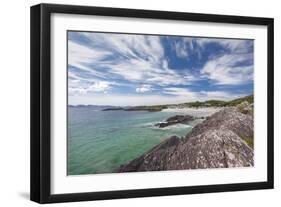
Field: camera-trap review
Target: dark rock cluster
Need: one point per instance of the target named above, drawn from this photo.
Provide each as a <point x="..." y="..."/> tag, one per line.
<point x="183" y="119"/>
<point x="221" y="141"/>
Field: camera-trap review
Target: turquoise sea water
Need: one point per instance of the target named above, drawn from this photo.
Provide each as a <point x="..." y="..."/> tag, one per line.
<point x="101" y="141"/>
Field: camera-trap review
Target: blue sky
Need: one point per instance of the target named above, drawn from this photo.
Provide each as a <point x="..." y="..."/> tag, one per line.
<point x="130" y="69"/>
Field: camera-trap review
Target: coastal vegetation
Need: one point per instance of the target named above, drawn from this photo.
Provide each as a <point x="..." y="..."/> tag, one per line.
<point x="197" y="104"/>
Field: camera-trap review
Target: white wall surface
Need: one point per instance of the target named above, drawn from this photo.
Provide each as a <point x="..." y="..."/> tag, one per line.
<point x="14" y="101"/>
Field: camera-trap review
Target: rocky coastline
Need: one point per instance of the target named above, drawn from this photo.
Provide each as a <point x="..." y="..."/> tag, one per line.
<point x="222" y="140"/>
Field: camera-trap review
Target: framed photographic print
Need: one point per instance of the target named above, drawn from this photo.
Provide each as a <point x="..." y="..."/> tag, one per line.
<point x="132" y="103"/>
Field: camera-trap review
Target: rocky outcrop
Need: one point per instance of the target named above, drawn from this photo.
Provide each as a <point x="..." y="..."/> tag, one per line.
<point x="183" y="119"/>
<point x="218" y="142"/>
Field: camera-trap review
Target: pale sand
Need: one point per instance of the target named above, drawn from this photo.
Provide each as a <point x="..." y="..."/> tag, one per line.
<point x="196" y="112"/>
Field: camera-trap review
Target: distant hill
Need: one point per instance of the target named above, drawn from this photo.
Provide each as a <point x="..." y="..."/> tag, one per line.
<point x="218" y="103"/>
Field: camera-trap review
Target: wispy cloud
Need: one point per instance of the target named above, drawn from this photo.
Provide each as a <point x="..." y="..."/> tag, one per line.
<point x="144" y="88"/>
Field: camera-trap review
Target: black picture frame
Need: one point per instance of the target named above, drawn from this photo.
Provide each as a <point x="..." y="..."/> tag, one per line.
<point x="40" y="184"/>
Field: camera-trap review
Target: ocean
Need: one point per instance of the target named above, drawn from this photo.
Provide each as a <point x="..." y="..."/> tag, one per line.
<point x="100" y="141"/>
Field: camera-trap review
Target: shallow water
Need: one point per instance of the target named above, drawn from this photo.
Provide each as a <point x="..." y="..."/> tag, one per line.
<point x="101" y="141"/>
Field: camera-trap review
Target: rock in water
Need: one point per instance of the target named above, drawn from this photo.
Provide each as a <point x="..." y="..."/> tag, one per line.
<point x="218" y="142"/>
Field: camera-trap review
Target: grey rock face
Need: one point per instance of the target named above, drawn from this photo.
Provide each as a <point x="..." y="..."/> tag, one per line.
<point x="215" y="143"/>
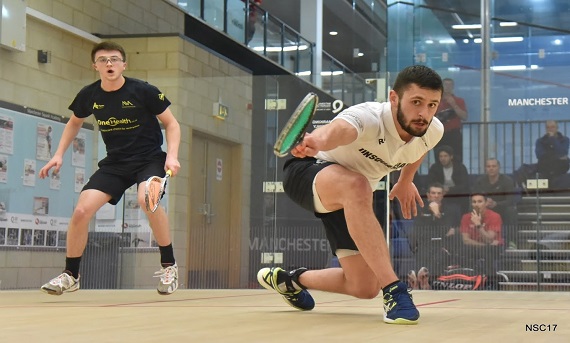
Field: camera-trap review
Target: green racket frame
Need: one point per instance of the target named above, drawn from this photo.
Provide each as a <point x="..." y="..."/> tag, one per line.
<point x="294" y="130"/>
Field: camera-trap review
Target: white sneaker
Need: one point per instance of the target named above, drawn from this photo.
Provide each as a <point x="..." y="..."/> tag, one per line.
<point x="62" y="284"/>
<point x="168" y="280"/>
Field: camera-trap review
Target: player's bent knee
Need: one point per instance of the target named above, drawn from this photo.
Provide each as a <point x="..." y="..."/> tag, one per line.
<point x="358" y="185"/>
<point x="365" y="291"/>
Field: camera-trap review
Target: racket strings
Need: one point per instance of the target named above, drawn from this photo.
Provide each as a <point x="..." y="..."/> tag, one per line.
<point x="154" y="188"/>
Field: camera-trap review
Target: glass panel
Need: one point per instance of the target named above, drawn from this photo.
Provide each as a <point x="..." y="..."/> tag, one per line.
<point x="237" y="20"/>
<point x="274" y="41"/>
<point x="305" y="61"/>
<point x="214" y="13"/>
<point x="190" y="6"/>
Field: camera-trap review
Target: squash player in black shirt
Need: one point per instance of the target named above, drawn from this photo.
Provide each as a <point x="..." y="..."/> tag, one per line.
<point x="127" y="112"/>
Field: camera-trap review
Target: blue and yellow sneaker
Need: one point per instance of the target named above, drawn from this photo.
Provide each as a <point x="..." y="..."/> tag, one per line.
<point x="399" y="307"/>
<point x="283" y="282"/>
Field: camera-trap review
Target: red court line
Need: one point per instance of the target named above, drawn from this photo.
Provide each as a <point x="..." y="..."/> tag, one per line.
<point x="437" y="302"/>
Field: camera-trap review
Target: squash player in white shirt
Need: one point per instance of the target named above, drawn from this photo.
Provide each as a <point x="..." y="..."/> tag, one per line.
<point x="334" y="172"/>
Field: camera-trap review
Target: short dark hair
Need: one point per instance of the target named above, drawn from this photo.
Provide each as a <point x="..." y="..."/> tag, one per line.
<point x="434" y="185"/>
<point x="108" y="45"/>
<point x="483" y="194"/>
<point x="421" y="75"/>
<point x="445" y="148"/>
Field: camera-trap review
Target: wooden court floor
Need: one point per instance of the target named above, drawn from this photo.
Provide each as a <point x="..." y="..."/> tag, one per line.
<point x="262" y="316"/>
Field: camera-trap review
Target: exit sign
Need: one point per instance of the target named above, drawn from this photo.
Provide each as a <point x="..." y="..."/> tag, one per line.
<point x="220" y="111"/>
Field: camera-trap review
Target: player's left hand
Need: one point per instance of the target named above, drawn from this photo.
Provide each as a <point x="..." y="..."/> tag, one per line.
<point x="409" y="197"/>
<point x="172" y="164"/>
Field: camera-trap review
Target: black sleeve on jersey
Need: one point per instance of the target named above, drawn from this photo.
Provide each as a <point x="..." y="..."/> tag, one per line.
<point x="81" y="103"/>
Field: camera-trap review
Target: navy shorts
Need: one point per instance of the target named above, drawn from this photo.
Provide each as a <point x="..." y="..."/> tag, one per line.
<point x="299" y="174"/>
<point x="115" y="177"/>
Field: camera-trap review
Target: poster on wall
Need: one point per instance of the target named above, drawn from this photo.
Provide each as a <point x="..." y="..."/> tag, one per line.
<point x="29" y="172"/>
<point x="44" y="142"/>
<point x="41" y="206"/>
<point x="6" y="134"/>
<point x="3" y="168"/>
<point x="78" y="150"/>
<point x="55" y="180"/>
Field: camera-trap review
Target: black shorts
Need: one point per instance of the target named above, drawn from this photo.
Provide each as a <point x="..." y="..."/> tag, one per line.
<point x="115" y="177"/>
<point x="299" y="174"/>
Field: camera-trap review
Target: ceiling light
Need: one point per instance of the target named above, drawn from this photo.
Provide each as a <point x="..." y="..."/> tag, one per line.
<point x="466" y="26"/>
<point x="506" y="39"/>
<point x="501" y="39"/>
<point x="323" y="73"/>
<point x="513" y="67"/>
<point x="278" y="48"/>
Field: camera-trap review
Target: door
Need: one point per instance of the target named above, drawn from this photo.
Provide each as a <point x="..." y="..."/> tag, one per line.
<point x="210" y="232"/>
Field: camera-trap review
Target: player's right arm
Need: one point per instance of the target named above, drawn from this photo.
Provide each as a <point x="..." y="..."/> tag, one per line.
<point x="69" y="132"/>
<point x="324" y="138"/>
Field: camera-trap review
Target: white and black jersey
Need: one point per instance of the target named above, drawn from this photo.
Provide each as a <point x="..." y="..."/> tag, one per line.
<point x="378" y="149"/>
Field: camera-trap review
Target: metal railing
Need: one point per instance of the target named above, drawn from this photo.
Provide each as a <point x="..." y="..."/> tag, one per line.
<point x="268" y="36"/>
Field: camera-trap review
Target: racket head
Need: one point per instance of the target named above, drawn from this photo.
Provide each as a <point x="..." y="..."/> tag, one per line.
<point x="294" y="130"/>
<point x="154" y="190"/>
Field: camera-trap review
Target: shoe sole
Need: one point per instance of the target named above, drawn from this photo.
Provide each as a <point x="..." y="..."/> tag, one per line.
<point x="261" y="279"/>
<point x="52" y="292"/>
<point x="168" y="293"/>
<point x="400" y="321"/>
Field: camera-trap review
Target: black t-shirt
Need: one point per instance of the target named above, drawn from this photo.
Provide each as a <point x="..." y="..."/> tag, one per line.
<point x="126" y="117"/>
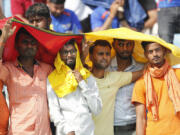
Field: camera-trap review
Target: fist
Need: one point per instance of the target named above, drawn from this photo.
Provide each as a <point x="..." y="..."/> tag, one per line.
<point x="77" y="75"/>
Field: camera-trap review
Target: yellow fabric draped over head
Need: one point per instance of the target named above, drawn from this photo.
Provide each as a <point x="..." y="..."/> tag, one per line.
<point x="62" y="79"/>
<point x="138" y="37"/>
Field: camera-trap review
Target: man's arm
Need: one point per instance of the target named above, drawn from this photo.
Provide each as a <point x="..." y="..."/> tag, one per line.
<point x="55" y="112"/>
<point x="140" y="119"/>
<point x="7" y="31"/>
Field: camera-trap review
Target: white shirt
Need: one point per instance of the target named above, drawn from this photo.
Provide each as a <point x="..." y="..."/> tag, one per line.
<point x="74" y="111"/>
<point x="125" y="113"/>
<point x="80" y="9"/>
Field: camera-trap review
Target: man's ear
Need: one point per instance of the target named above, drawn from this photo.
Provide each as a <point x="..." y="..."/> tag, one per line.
<point x="91" y="56"/>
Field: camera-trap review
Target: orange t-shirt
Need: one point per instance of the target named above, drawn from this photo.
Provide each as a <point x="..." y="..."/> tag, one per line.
<point x="4" y="113"/>
<point x="168" y="123"/>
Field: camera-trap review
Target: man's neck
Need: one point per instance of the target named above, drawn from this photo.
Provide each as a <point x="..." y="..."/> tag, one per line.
<point x="123" y="63"/>
<point x="26" y="61"/>
<point x="158" y="65"/>
<point x="98" y="73"/>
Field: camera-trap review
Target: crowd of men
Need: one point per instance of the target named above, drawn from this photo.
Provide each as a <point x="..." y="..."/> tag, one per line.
<point x="116" y="96"/>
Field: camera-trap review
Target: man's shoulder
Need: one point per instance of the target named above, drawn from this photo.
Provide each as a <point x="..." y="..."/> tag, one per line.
<point x="68" y="12"/>
<point x="99" y="10"/>
<point x="45" y="66"/>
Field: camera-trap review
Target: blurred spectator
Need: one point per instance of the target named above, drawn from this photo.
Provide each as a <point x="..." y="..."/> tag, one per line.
<point x="168" y="19"/>
<point x="6" y="7"/>
<point x="63" y="20"/>
<point x="124" y="114"/>
<point x="151" y="11"/>
<point x="39" y="15"/>
<point x="19" y="7"/>
<point x="82" y="11"/>
<point x="131" y="16"/>
<point x="97" y="3"/>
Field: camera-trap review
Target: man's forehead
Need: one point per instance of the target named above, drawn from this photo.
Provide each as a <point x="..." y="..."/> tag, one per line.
<point x="153" y="46"/>
<point x="123" y="40"/>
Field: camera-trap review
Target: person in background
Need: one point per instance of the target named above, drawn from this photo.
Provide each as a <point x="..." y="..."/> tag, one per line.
<point x="73" y="94"/>
<point x="156" y="95"/>
<point x="150" y="24"/>
<point x="63" y="20"/>
<point x="108" y="84"/>
<point x="122" y="13"/>
<point x="25" y="79"/>
<point x="38" y="15"/>
<point x="124" y="114"/>
<point x="19" y="7"/>
<point x="82" y="11"/>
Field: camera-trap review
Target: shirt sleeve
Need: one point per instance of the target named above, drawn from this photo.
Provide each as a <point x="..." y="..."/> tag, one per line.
<point x="90" y="92"/>
<point x="139" y="92"/>
<point x="55" y="112"/>
<point x="4" y="72"/>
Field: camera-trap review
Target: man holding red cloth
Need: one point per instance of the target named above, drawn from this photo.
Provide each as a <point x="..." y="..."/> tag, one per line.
<point x="158" y="92"/>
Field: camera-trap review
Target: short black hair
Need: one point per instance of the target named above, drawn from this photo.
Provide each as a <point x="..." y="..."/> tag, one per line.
<point x="145" y="43"/>
<point x="38" y="9"/>
<point x="24" y="31"/>
<point x="57" y="1"/>
<point x="103" y="43"/>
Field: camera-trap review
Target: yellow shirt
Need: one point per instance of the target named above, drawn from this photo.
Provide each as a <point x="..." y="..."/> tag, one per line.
<point x="168" y="123"/>
<point x="108" y="87"/>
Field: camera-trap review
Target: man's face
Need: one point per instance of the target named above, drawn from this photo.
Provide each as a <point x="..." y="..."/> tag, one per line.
<point x="40" y="22"/>
<point x="68" y="55"/>
<point x="55" y="9"/>
<point x="26" y="45"/>
<point x="155" y="53"/>
<point x="101" y="57"/>
<point x="123" y="48"/>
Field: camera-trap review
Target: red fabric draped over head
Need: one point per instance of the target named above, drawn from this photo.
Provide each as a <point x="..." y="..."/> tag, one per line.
<point x="50" y="42"/>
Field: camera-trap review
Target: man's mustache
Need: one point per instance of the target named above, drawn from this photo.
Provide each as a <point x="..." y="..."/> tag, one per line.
<point x="156" y="57"/>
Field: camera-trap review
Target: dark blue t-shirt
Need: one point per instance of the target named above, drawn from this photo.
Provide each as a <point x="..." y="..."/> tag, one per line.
<point x="168" y="3"/>
<point x="67" y="22"/>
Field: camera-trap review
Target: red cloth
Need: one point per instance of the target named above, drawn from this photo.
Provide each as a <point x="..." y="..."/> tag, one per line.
<point x="20" y="6"/>
<point x="51" y="42"/>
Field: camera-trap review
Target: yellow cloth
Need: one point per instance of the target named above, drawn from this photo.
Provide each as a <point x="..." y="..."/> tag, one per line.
<point x="138" y="37"/>
<point x="108" y="87"/>
<point x="62" y="79"/>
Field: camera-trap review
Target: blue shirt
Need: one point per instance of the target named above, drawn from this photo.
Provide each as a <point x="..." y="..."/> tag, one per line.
<point x="67" y="22"/>
<point x="168" y="3"/>
<point x="134" y="15"/>
<point x="99" y="16"/>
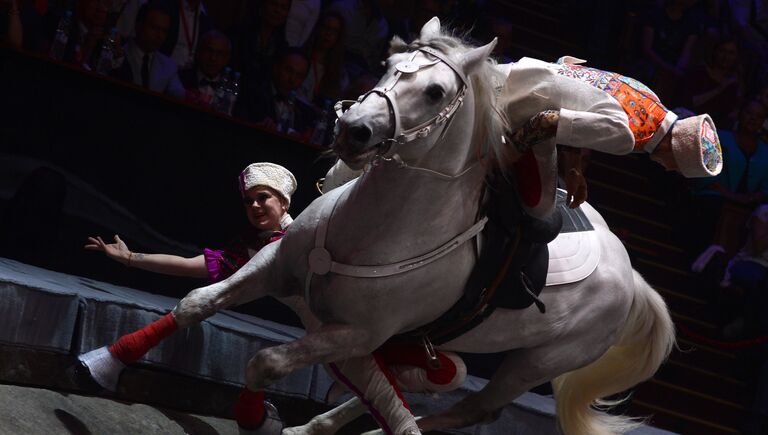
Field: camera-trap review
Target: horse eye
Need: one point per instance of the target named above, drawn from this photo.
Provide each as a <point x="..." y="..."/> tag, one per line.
<point x="435" y="93"/>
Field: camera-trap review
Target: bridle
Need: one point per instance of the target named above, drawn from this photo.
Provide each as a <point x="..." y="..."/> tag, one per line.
<point x="388" y="147"/>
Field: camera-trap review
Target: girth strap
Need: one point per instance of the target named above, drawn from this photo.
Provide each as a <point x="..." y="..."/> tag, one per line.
<point x="321" y="262"/>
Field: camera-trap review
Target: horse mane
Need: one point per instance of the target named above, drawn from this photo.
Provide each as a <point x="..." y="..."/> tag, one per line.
<point x="489" y="124"/>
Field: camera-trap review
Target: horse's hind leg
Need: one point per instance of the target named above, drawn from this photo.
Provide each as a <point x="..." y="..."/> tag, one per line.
<point x="521" y="370"/>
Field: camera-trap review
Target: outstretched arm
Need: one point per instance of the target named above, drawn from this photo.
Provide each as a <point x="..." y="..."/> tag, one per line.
<point x="159" y="263"/>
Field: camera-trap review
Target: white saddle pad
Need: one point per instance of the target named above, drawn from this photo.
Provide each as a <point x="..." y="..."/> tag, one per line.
<point x="572" y="257"/>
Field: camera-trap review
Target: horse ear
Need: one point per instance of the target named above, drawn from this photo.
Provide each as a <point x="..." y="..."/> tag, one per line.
<point x="475" y="57"/>
<point x="430" y="29"/>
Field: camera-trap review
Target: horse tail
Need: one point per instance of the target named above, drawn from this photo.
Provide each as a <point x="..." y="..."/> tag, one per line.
<point x="645" y="342"/>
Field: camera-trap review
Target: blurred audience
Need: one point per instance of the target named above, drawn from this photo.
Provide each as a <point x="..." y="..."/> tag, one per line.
<point x="204" y="77"/>
<point x="743" y="180"/>
<point x="87" y="32"/>
<point x="408" y="27"/>
<point x="668" y="37"/>
<point x="276" y="105"/>
<point x="188" y="21"/>
<point x="302" y="18"/>
<point x="325" y="51"/>
<point x="143" y="64"/>
<point x="716" y="87"/>
<point x="262" y="35"/>
<point x="123" y="14"/>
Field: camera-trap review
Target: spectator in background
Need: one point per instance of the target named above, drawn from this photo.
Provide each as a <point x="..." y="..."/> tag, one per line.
<point x="668" y="38"/>
<point x="39" y="21"/>
<point x="87" y="32"/>
<point x="10" y="27"/>
<point x="212" y="57"/>
<point x="366" y="34"/>
<point x="717" y="87"/>
<point x="142" y="63"/>
<point x="261" y="37"/>
<point x="275" y="105"/>
<point x="123" y="14"/>
<point x="302" y="18"/>
<point x="325" y="51"/>
<point x="409" y="27"/>
<point x="743" y="180"/>
<point x="189" y="20"/>
<point x="749" y="270"/>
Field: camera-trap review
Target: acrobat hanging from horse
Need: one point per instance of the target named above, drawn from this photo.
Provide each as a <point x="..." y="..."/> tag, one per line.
<point x="390" y="252"/>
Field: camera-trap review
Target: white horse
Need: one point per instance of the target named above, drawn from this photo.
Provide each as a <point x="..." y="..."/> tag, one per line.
<point x="385" y="254"/>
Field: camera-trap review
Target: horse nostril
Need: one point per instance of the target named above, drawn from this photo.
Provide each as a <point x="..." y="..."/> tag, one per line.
<point x="360" y="133"/>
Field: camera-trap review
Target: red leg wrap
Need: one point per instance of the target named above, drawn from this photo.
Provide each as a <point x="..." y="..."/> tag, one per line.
<point x="131" y="347"/>
<point x="249" y="409"/>
<point x="397" y="354"/>
<point x="378" y="357"/>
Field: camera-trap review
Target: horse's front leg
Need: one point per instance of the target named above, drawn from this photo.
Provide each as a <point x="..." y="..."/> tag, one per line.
<point x="356" y="369"/>
<point x="256" y="279"/>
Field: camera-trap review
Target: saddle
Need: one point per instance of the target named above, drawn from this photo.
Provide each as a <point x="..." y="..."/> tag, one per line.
<point x="512" y="266"/>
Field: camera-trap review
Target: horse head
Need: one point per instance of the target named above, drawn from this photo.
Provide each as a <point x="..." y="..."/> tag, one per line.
<point x="428" y="87"/>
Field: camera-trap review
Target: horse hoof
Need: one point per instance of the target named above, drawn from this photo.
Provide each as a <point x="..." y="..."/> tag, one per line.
<point x="411" y="430"/>
<point x="272" y="425"/>
<point x="102" y="367"/>
<point x="81" y="377"/>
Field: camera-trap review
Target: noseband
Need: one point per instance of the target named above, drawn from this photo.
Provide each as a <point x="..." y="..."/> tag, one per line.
<point x="405" y="68"/>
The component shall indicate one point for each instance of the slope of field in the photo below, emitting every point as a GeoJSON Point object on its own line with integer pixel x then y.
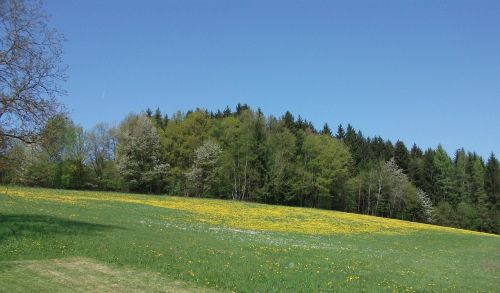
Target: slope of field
{"type": "Point", "coordinates": [49, 239]}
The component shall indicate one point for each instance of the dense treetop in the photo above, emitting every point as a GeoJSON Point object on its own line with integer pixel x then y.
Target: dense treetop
{"type": "Point", "coordinates": [245, 155]}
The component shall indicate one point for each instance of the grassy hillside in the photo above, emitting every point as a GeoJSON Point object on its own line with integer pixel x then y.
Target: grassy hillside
{"type": "Point", "coordinates": [50, 239]}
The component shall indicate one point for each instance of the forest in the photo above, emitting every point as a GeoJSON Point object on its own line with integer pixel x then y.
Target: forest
{"type": "Point", "coordinates": [244, 155]}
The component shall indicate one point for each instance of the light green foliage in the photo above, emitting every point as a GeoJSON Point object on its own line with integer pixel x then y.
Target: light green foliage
{"type": "Point", "coordinates": [139, 155]}
{"type": "Point", "coordinates": [443, 168]}
{"type": "Point", "coordinates": [204, 168]}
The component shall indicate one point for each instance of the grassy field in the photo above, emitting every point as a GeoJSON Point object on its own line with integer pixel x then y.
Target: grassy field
{"type": "Point", "coordinates": [60, 241]}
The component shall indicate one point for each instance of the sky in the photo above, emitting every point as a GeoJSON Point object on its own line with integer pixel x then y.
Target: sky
{"type": "Point", "coordinates": [418, 71]}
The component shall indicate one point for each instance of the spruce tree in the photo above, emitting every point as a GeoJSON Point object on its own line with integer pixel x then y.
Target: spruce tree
{"type": "Point", "coordinates": [492, 180]}
{"type": "Point", "coordinates": [326, 130]}
{"type": "Point", "coordinates": [401, 156]}
{"type": "Point", "coordinates": [340, 133]}
{"type": "Point", "coordinates": [443, 180]}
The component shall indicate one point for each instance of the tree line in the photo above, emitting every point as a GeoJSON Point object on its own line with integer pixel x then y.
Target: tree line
{"type": "Point", "coordinates": [245, 155]}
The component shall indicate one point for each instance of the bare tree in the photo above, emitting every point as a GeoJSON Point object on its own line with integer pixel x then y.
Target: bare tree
{"type": "Point", "coordinates": [30, 70]}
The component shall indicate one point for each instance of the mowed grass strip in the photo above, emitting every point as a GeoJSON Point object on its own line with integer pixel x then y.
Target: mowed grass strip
{"type": "Point", "coordinates": [83, 275]}
{"type": "Point", "coordinates": [159, 237]}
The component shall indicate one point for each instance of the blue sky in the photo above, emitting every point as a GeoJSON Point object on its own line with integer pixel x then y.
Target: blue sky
{"type": "Point", "coordinates": [420, 71]}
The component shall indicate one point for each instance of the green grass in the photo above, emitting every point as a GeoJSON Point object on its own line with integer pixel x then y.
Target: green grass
{"type": "Point", "coordinates": [147, 248]}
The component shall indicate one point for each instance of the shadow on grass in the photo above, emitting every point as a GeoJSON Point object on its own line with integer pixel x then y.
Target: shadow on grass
{"type": "Point", "coordinates": [42, 226]}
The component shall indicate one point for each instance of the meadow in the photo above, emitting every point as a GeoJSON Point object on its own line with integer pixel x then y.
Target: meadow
{"type": "Point", "coordinates": [62, 241]}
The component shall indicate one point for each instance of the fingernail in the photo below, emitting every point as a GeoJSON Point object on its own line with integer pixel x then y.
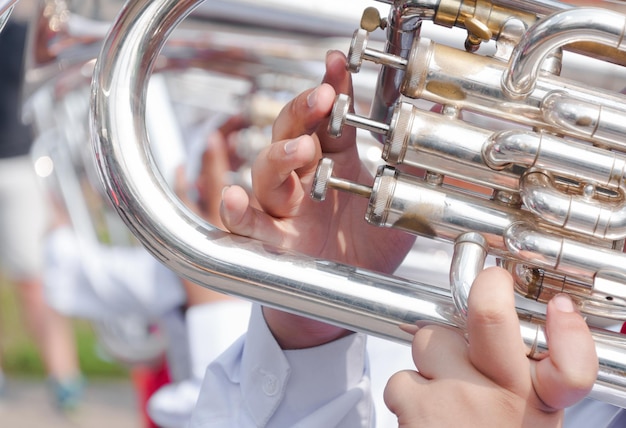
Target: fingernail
{"type": "Point", "coordinates": [292, 145]}
{"type": "Point", "coordinates": [563, 303]}
{"type": "Point", "coordinates": [311, 99]}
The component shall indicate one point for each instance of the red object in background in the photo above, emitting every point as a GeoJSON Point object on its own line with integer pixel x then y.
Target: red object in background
{"type": "Point", "coordinates": [147, 380]}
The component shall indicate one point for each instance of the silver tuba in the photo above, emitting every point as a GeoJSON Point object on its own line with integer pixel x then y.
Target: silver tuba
{"type": "Point", "coordinates": [565, 151]}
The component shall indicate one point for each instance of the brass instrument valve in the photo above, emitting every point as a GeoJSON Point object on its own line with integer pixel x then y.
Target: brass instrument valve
{"type": "Point", "coordinates": [477, 32]}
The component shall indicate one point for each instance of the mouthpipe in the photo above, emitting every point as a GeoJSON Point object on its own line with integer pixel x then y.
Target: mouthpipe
{"type": "Point", "coordinates": [570, 26]}
{"type": "Point", "coordinates": [343, 295]}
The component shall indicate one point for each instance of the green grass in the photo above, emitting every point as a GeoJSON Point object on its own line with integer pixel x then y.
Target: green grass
{"type": "Point", "coordinates": [19, 353]}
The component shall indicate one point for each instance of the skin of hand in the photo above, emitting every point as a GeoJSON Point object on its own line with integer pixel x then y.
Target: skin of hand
{"type": "Point", "coordinates": [334, 229]}
{"type": "Point", "coordinates": [217, 160]}
{"type": "Point", "coordinates": [487, 380]}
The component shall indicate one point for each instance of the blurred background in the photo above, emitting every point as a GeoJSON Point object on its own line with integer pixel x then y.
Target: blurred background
{"type": "Point", "coordinates": [85, 337]}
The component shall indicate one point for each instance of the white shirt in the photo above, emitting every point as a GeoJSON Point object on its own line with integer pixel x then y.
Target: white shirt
{"type": "Point", "coordinates": [257, 384]}
{"type": "Point", "coordinates": [98, 282]}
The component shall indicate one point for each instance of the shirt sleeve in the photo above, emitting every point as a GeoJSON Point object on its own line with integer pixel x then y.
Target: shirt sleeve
{"type": "Point", "coordinates": [97, 282]}
{"type": "Point", "coordinates": [257, 384]}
####################
* [Aim of the task]: Select all lines with the word "spectator" from the entries above.

* [Task answer]:
Target: blurred spectator
Target: spectator in background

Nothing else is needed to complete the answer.